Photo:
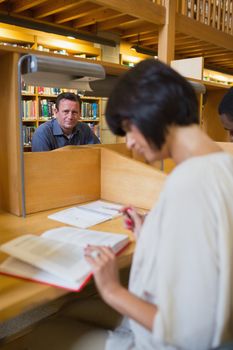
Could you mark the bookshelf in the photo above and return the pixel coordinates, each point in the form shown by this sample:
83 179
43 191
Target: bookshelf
38 105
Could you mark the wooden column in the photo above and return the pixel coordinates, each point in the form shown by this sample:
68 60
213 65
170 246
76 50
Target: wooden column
166 44
10 178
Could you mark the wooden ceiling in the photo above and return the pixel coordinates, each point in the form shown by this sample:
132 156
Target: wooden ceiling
134 21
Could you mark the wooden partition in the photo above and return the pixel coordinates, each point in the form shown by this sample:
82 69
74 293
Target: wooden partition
58 179
10 175
128 181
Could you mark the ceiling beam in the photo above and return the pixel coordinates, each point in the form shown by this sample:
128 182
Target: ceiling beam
147 11
77 12
23 5
115 22
203 32
99 15
141 29
54 7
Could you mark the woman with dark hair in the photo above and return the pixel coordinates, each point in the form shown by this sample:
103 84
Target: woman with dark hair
180 292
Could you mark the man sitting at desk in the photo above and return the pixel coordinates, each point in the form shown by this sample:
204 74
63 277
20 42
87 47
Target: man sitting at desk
225 111
66 128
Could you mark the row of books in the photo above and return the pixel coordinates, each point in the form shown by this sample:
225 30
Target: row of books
42 90
46 108
95 128
89 110
28 132
29 108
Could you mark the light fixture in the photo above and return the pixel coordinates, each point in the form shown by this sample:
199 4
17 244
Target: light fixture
143 50
55 29
52 72
63 72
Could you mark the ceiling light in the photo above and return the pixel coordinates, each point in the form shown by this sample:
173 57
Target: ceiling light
55 29
144 50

* * * * * * * * *

→ TASK INSTRUCTIONS: Exclude all images and restate the records above word for word.

→ TASK SOLUTION:
Photo:
Could you mark the bookshelf in the photo above and return the pixel coordinates, each point in the form shown by this sample:
83 179
43 191
Target: bookshelf
38 105
Could you mark the wooden column in the photo above and return the pixel coordinates, each point in the form shown by this sample:
68 60
213 65
170 246
76 50
Target: wooden column
166 44
10 178
Could you mark the wooden ceiling in the photo above and return the pixel coordinates, each point in the form shown by this sample:
132 156
Target: wooden ceiling
134 21
Could you mark the wooden partition in the photo above and return the pixel coordinates, each point in the form shown by this sample:
82 69
74 293
Target: wooden partition
58 179
10 175
128 181
Could you mark the ceiling beam in the photo above and return the pixel coordinates, each point in the form shown by this sample:
128 182
Target: ceiling beam
147 11
77 12
23 5
115 22
203 32
99 15
141 29
54 7
Could you mark the woman with dark hair in the photo above and return the pixel coordinates, each point in the form shown by this sample:
103 84
Target: woman with dark hair
180 292
Could you mark the man sitting at desk in the photo above and return the pixel coordinates, each point in the form shown by this sample:
204 74
63 277
20 42
87 47
Target: man sitting at desk
225 111
66 128
Could you mark the row of books in the photo above and return the pixel coordinates, each point in the form shown by this sample:
225 30
Target: row of books
42 90
46 108
95 128
89 110
28 132
29 108
Could you mark the light fixture in the photo above and return the pixel coordinates, each point in the form shown by this sample:
199 4
17 244
Target: light fixture
143 50
55 29
52 72
63 72
Could you mark the ceiling light in the photo above and return the pixel coordinates, each point in the form shown by this sample:
173 57
Target: ceiling light
55 29
144 50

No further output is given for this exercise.